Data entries
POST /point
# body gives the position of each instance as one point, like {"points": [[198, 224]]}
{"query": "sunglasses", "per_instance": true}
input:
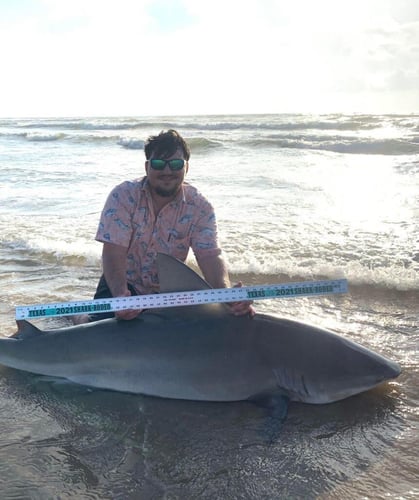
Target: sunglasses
{"points": [[176, 164]]}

**DO THIS**
Rewrite the rows above as a JSON list of strings with one string per line, skipping blank lines and leaving the pictures out.

**EXERCISE RESULT**
[
  "POST /point",
  "# body gives the position of each instance as one point, like {\"points\": [[198, 224]]}",
  "{\"query\": \"sunglasses\", \"per_instance\": true}",
  "input:",
  "Target: sunglasses",
  "{\"points\": [[176, 164]]}"
]